Each record below needs to be copied out exactly as it stands.

BEGIN Input material

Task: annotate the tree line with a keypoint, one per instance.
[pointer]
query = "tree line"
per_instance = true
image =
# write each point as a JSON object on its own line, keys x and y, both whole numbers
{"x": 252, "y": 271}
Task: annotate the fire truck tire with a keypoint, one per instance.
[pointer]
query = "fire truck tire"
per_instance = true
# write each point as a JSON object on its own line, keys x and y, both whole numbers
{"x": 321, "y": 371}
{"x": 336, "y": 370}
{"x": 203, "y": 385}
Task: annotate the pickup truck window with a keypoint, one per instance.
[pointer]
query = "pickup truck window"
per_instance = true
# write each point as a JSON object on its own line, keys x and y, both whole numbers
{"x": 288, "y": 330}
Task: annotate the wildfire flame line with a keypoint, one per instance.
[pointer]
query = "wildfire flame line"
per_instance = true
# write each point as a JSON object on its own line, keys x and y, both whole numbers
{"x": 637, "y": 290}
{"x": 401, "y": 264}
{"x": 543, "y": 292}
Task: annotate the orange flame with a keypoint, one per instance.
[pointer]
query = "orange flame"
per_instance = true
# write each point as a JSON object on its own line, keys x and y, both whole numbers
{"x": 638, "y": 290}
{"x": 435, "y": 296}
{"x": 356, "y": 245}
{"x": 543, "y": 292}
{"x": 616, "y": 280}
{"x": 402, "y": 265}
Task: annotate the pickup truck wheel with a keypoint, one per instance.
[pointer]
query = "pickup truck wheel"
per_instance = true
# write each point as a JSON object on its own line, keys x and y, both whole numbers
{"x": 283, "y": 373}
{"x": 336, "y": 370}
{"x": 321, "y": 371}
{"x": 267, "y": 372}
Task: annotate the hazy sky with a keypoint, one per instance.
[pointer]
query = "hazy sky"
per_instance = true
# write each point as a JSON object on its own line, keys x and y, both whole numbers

END Input material

▶ [Your solution]:
Task: annotate the tree line with a keypoint, one per instance.
[pointer]
query = "tree line"
per_instance = true
image =
# write each point as a JSON object on its own line, keys x and y, both whole numbers
{"x": 252, "y": 271}
Task: annotate the fire truck tire with a keypoint, one per instance.
[pointer]
query = "fire truck tire"
per_instance = true
# write each point as a JSON object on its own line, keys x and y, both whole numbers
{"x": 321, "y": 371}
{"x": 336, "y": 370}
{"x": 203, "y": 385}
Task: annotate the pickup truck window with a keypoint, one per instance.
[pointer]
query = "pickup truck window"
per_instance = true
# write each point as a JSON object on its own line, keys x and y, both whole numbers
{"x": 288, "y": 330}
Task: annotate the wildfire flame line with a keypoint, one per instance.
[pointer]
query = "wildfire flame line"
per_instance = true
# write each point as a JSON object on its own line, keys x and y, both whole numbers
{"x": 637, "y": 290}
{"x": 401, "y": 264}
{"x": 543, "y": 292}
Task: annotate the orange flame with a keypoint, one per instance.
[pointer]
query = "orange flame"
per_instance = true
# write each point as a JSON object on its own line, keys x and y, both whole numbers
{"x": 638, "y": 290}
{"x": 435, "y": 296}
{"x": 356, "y": 245}
{"x": 543, "y": 292}
{"x": 616, "y": 280}
{"x": 402, "y": 265}
Task: annotate the pickup truck wheel with a keypoint, one per instance.
[pointer]
query = "pickup truck wheel"
per_instance = true
# write each point as a JSON object on its own line, keys x and y, both whole numbers
{"x": 283, "y": 373}
{"x": 336, "y": 370}
{"x": 321, "y": 371}
{"x": 267, "y": 372}
Task: annotate the hazy sky with a keypoint, one per instance.
[pointer]
query = "hazy sky"
per_instance = true
# write each point as a JSON object on its own line, keys x and y, both whole numbers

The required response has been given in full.